Do you know your ABC?

Most Irish co-ops pay for milk on an A + B – C basis, where A is the price paid per kilogram of protein, B is the price paid per kilogram of fat and C is a processing cost deduction.

Teagasc, in its latest newsletter, has outlined how the payment system works for the average dairy farmer.

Table 1 details the calculation of milk price for two farmers who have supplied 50,000 litres of milk in April 2014 with different constituent levels. Farmer A supplied 62kg additional protein and 217kg additional fat in the same volume of milk.

ABC table
Source:Teagasc

Teagasc says this was worth €507 and €773 respectively in additional milk revenue. Protein is the most valuable constituent and the ratio of protein to fat value is 2.3:1 in mthe table below. The ratio of protein to fat values differ between milk processors and will depend on your milk processor’s product mix.

Teagasc stresses that it is important that farmers know what their processor is paying per kg of fat and protein – this information should be printed on your milk statement.

It notes the while milk price has been at historically high levels for the last number of months, it is worth remembering that the first defence against the risk of low milk price is to ensure that you are maximising your milk price.

• _Exercise 1_
List the three components of the A + B – C payment basis as the milk pricing article defines them, giving each letter with its meaning.
• _Exercise 2_
Reproduce the stretch of the milk pricing article from "Teagasc says this" through "your milk price.".

• _Provided records_
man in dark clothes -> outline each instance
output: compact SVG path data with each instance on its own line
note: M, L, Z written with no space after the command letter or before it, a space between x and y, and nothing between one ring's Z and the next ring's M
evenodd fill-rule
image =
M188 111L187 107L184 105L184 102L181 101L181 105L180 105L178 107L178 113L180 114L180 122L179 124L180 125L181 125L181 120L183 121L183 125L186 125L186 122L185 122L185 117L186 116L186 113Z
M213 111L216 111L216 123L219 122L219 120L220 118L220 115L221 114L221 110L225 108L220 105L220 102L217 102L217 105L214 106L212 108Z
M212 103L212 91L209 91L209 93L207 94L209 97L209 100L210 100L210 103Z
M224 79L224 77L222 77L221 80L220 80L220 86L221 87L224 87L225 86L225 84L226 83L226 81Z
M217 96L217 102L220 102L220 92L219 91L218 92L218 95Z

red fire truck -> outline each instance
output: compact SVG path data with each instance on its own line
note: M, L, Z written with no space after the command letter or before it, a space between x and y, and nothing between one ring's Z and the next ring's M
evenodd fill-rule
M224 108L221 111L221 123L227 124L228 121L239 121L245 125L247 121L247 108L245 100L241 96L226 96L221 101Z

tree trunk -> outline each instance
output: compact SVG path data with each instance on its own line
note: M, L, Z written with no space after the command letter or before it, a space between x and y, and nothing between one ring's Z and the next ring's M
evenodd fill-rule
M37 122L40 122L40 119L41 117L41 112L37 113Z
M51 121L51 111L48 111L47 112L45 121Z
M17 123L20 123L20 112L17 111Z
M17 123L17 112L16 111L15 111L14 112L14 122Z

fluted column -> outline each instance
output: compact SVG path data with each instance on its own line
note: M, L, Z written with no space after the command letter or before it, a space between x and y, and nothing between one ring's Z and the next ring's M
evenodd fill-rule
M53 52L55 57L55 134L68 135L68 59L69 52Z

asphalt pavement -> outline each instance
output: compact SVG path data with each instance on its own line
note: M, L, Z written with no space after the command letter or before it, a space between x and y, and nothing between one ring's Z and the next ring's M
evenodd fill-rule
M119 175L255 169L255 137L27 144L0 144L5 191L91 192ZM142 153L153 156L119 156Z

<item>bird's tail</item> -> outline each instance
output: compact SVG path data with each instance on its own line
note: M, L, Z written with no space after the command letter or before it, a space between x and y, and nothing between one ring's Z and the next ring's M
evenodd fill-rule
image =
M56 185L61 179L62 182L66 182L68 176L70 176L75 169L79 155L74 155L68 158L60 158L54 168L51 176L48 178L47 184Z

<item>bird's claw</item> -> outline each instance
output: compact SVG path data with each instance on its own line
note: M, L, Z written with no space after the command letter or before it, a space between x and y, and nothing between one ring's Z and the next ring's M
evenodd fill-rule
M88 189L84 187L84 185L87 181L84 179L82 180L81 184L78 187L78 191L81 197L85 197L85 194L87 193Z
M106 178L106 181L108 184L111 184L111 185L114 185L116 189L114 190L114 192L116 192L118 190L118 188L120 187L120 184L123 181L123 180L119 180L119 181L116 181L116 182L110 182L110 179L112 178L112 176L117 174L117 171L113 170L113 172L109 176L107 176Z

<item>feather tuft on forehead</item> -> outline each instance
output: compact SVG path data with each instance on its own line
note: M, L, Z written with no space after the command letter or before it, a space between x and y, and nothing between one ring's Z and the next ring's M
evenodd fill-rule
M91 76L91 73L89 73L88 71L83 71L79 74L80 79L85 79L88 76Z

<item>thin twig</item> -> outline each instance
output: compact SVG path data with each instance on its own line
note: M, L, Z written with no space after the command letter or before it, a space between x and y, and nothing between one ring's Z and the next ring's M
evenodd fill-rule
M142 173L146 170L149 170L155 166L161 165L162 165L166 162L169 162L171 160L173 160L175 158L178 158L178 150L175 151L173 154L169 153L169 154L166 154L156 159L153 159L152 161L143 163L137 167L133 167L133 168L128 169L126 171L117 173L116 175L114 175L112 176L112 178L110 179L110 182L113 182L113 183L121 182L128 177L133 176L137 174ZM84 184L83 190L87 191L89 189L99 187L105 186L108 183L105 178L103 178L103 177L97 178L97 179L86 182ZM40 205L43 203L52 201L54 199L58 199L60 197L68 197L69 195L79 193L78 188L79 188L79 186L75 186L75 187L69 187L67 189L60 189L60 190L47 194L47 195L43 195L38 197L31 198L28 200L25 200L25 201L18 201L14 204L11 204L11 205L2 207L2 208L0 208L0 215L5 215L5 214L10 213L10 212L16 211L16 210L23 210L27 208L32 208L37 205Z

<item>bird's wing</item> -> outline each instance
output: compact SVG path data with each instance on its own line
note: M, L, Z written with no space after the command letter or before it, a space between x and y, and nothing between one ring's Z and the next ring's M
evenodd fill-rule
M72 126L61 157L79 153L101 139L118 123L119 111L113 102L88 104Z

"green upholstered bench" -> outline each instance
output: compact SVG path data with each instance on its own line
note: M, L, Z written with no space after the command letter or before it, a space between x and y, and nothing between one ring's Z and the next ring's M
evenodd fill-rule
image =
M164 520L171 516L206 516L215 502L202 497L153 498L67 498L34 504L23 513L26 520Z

• _Answer space 1_
- A: the price paid per kilogram of protein
- B: the price paid per kilogram of fat
- C: a processing cost deduction

• _Answer space 2_
Teagasc says this was worth €507 and €773 respectively in additional milk revenue. Protein is the most valuable constituent and the ratio of protein to fat value is 2.3:1 in mthe table below. The ratio of protein to fat values differ between milk processors and will depend on your milk processor’s product mix.

Teagasc stresses that it is important that farmers know what their processor is paying per kg of fat and protein – this information should be printed on your milk statement.

It notes the while milk price has been at historically high levels for the last number of months, it is worth remembering that the first defence against the risk of low milk price is to ensure that you are maximising your milk price.